● **Extracted records**:
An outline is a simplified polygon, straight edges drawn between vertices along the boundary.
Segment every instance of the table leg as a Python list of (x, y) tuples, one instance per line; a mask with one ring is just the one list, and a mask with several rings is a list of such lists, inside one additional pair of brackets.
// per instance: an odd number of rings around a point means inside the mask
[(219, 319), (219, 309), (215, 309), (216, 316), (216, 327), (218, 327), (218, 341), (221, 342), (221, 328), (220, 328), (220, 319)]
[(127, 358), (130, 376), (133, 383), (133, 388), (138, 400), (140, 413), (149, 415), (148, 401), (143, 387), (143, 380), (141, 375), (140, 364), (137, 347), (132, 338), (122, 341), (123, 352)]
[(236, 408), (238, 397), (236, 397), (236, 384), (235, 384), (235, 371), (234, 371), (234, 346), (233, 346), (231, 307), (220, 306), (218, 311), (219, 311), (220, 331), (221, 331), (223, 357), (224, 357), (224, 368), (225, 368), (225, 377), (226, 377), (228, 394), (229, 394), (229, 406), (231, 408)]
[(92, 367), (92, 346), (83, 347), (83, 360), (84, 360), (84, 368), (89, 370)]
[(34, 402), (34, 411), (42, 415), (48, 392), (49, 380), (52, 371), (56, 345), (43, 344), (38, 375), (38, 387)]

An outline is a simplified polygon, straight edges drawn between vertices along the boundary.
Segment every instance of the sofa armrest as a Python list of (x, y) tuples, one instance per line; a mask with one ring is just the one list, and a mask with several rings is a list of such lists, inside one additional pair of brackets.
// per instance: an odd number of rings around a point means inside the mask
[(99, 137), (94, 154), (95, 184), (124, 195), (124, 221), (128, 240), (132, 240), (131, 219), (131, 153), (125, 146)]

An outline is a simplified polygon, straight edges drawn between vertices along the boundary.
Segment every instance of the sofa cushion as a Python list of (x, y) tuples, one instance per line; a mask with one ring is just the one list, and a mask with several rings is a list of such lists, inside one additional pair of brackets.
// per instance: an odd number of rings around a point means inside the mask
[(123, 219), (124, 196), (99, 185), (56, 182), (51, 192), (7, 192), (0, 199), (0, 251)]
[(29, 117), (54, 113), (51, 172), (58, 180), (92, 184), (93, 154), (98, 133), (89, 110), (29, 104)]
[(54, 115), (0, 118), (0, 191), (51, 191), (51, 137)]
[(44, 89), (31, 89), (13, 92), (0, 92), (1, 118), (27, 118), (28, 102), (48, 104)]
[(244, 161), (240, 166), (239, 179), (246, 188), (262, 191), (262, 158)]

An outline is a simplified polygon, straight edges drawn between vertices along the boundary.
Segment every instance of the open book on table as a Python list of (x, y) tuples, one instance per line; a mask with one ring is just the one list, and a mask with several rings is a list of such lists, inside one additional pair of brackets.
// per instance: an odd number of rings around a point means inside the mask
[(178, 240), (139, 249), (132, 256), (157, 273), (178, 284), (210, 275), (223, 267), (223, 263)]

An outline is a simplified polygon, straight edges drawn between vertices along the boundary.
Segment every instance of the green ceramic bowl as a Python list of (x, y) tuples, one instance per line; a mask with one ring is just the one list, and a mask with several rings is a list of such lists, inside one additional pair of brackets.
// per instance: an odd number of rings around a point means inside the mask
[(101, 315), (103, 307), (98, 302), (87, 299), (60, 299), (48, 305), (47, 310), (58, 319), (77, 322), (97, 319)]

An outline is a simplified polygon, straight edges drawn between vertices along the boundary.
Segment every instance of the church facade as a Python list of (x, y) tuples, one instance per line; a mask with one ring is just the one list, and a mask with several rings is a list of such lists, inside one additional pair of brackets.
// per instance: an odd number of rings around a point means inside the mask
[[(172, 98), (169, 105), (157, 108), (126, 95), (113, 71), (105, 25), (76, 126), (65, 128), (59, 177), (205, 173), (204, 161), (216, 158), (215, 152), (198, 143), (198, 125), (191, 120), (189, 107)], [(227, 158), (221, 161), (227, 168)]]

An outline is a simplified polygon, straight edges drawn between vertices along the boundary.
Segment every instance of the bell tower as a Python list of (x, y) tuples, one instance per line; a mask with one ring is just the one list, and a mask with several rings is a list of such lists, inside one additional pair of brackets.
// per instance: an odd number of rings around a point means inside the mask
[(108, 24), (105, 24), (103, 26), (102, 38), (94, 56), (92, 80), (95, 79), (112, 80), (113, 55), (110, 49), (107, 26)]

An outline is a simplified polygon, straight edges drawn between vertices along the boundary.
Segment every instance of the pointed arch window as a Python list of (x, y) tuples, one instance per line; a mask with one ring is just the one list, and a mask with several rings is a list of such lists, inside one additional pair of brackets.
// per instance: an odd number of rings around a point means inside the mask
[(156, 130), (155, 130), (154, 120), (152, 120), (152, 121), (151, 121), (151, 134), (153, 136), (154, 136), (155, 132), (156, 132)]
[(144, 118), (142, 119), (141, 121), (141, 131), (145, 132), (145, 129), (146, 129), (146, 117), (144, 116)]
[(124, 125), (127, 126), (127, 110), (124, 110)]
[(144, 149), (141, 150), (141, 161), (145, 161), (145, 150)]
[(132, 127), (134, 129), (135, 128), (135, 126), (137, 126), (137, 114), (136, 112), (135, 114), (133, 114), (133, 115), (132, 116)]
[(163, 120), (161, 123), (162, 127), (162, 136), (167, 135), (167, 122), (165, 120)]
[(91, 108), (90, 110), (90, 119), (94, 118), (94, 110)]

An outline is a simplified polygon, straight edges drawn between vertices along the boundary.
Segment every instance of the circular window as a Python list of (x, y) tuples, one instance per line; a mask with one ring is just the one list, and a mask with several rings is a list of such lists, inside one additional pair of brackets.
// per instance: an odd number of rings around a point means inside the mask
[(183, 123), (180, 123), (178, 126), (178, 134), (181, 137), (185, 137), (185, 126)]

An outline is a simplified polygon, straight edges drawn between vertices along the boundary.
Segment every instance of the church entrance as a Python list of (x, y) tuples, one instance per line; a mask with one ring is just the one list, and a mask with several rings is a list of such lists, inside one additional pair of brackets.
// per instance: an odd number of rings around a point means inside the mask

● **Goal**: Reproduce every line of all the entries above word for word.

● **Answer in full**:
An outline is a simplified polygon, straight edges drawn between vertices along the boundary.
Segment every instance of the table leg as a Python list of (x, y) tuples, one instance per line; a mask with one ring is just the one list, and a mask with several rings is a list of such lists, inside one additional pair of brackets.
// per instance: an odd number of rings around a point means inside the mask
[(219, 319), (219, 309), (215, 309), (216, 316), (216, 327), (218, 327), (218, 341), (221, 342), (221, 328), (220, 328), (220, 319)]
[(127, 358), (130, 376), (133, 383), (133, 388), (138, 400), (140, 413), (149, 415), (148, 401), (143, 387), (143, 380), (141, 375), (140, 364), (137, 347), (132, 338), (122, 341), (123, 352)]
[(236, 408), (238, 397), (236, 397), (236, 384), (235, 384), (235, 371), (234, 371), (234, 346), (233, 346), (231, 307), (220, 306), (218, 311), (219, 311), (220, 331), (221, 331), (223, 357), (224, 357), (224, 368), (225, 368), (225, 377), (226, 377), (228, 394), (229, 394), (229, 406), (231, 408)]
[(92, 367), (92, 346), (83, 347), (83, 360), (84, 360), (84, 368), (89, 370)]
[(34, 402), (34, 411), (42, 415), (48, 392), (49, 380), (52, 371), (56, 345), (43, 344), (38, 375), (38, 387)]

An outline is a simplified polygon, straight edges drawn between vertices along the boundary.
Segment every instance of the sofa armrest as a Python list of (x, y) tuples, one instance per line; a mask with one ring is just the one list, and a mask with several rings is a list of such lists, inside one additional pair of brackets.
// per instance: an odd number of rings around a point means inside the mask
[(99, 137), (94, 154), (95, 184), (124, 195), (124, 221), (128, 240), (132, 240), (131, 219), (131, 153), (125, 146)]

An outline is a simplified polygon, straight edges drawn between vertices along the boundary.
Segment every instance of the sofa cushion as a Python list of (x, y) tuples, one instance per line; a mask with one ring is just the one list, and a mask with several rings is a list of such lists, inside one additional pair of brackets.
// per instance: an odd number of rings around a point means inside the mask
[(123, 219), (124, 196), (99, 185), (56, 182), (51, 192), (7, 192), (0, 199), (0, 251)]
[(29, 117), (54, 113), (51, 172), (58, 180), (92, 184), (93, 154), (98, 133), (89, 110), (29, 104)]
[(54, 115), (0, 118), (0, 191), (51, 191), (51, 137)]
[(44, 89), (31, 89), (13, 92), (0, 92), (1, 118), (27, 118), (28, 102), (48, 104)]
[(244, 161), (240, 166), (239, 179), (246, 188), (262, 191), (262, 158)]

An outline is a simplified polygon, straight edges drawn between vertices along the boundary.
Segment every instance of the open book on table as a Python list of (x, y) tuples, one instance per line; a mask with one ring is just the one list, and a mask with several rings is a list of such lists, inside one additional pair of brackets.
// per instance: an odd number of rings around a point means inside the mask
[(178, 240), (139, 249), (132, 256), (157, 273), (178, 284), (210, 275), (223, 267), (223, 263)]

An outline is a simplified polygon, straight edges drawn between vertices along the boundary.
Segment every instance of the green ceramic bowl as a Python list of (x, y) tuples, one instance per line; a mask with one ring is just the one list, and a mask with several rings is a list of such lists, inside one additional pair of brackets.
// per instance: an odd number of rings around a point means inside the mask
[(101, 315), (103, 307), (98, 302), (87, 299), (60, 299), (48, 305), (47, 310), (58, 319), (77, 322), (97, 319)]

An outline is a simplified polygon, straight edges drawn between vertices along the boundary.
Segment every instance of the church facade as a Python list of (x, y) tuples, one instance per line; a mask with one ring is just the one list, and a mask with several rings is a list of such lists, inside one additional pair of brackets.
// per instance: an odd number of rings around a point means inside the mask
[[(172, 98), (169, 105), (157, 108), (126, 95), (113, 71), (105, 25), (76, 126), (65, 128), (59, 177), (205, 173), (204, 161), (216, 158), (215, 152), (198, 143), (198, 125), (191, 120), (189, 107)], [(227, 158), (221, 161), (227, 168)]]

An outline is a simplified polygon, straight edges drawn between vertices along the boundary.
Segment every instance of the bell tower as a Python list of (x, y) tuples, one instance per line; a mask with one ring is just the one list, and a mask with several rings is a list of such lists, inside one additional pair of brackets.
// per instance: an odd number of rings around a point means inside the mask
[(108, 24), (105, 24), (103, 26), (102, 38), (94, 56), (92, 80), (95, 79), (112, 80), (113, 55), (110, 49), (107, 26)]

An outline is a simplified polygon, straight edges drawn between vertices along the boundary.
Segment every instance of the pointed arch window as a Python list of (x, y) tuples, one instance per line; a mask with one ring is just the one list, and a mask with several rings is a list of such lists, inside one additional pair of brackets.
// per instance: an odd number of rings around a point means inside the mask
[(156, 130), (155, 130), (154, 120), (152, 120), (152, 121), (151, 121), (151, 134), (153, 136), (154, 136), (155, 132), (156, 132)]
[(144, 118), (142, 119), (141, 121), (141, 131), (145, 132), (145, 129), (146, 129), (146, 117), (144, 116)]
[(124, 125), (127, 126), (127, 110), (124, 110)]
[(144, 149), (141, 150), (141, 161), (145, 161), (145, 150)]
[(132, 127), (134, 129), (135, 128), (135, 126), (137, 126), (137, 114), (136, 112), (135, 114), (133, 114), (133, 115), (132, 116)]
[(163, 120), (161, 123), (162, 127), (162, 136), (167, 135), (167, 122), (165, 120)]
[(91, 108), (90, 110), (90, 119), (94, 118), (94, 110)]

An outline is a simplified polygon, straight edges drawn between vertices along the boundary.
Segment every instance of the circular window as a Python list of (x, y) tuples, one instance per line; a mask with one ring is just the one list, and a mask with several rings is a list of such lists, inside one additional pair of brackets.
// per instance: an odd number of rings around a point means inside the mask
[(183, 123), (180, 123), (178, 126), (178, 134), (181, 137), (185, 137), (185, 126)]

An outline is a simplified polygon, straight edges drawn between vertices along the boundary.
Segment every instance of the church entrance as a Python list of (x, y) tuples, one instance per line; a mask with one ring is just the one list, and a mask with several rings is a list of such lists, inside one additional pair of brackets.
// per instance: an odd number of rings around a point means inside the mask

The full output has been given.